= Supplied material =
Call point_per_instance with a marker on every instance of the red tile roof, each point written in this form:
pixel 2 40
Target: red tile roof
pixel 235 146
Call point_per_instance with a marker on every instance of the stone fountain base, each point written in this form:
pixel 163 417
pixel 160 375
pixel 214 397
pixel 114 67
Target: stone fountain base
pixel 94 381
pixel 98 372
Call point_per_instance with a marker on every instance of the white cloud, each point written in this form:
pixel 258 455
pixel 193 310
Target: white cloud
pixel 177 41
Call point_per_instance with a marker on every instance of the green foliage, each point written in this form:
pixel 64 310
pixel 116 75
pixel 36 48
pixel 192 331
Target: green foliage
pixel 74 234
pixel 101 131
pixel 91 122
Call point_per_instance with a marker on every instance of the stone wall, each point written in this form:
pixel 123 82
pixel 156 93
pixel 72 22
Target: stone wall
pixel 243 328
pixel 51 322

* * *

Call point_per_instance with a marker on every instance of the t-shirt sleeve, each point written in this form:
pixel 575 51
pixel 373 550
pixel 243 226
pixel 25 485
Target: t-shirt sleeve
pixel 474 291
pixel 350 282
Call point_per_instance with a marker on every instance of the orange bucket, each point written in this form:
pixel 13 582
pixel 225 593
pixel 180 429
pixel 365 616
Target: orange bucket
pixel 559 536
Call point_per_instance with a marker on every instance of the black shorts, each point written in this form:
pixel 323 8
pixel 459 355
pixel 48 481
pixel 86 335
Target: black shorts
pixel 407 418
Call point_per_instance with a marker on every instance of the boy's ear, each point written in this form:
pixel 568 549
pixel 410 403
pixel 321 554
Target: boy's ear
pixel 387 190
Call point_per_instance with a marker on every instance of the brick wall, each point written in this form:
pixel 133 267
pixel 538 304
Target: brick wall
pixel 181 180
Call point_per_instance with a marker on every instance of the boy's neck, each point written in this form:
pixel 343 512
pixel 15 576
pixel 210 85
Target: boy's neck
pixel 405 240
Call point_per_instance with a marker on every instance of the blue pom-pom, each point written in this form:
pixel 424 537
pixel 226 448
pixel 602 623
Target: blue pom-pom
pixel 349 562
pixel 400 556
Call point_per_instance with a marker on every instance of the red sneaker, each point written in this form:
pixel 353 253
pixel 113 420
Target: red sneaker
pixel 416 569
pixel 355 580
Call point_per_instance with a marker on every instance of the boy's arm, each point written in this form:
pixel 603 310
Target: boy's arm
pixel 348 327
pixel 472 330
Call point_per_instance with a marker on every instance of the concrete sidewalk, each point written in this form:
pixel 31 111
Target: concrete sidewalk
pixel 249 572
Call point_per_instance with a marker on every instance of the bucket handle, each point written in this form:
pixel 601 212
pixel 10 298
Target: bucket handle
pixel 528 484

= The task =
From the entries above, write out only the lines starting at the line that holds "the red tile" and ending at the line that holds "pixel 214 397", keeping both and matching them exactly.

= Exercise answer =
Call point_per_instance with a marker on every instance of the red tile roof, each point written in this form:
pixel 2 40
Target: red tile roof
pixel 235 146
Call point_per_instance with a marker on every instance of the stone fountain base, each point written in this form:
pixel 163 417
pixel 160 375
pixel 214 397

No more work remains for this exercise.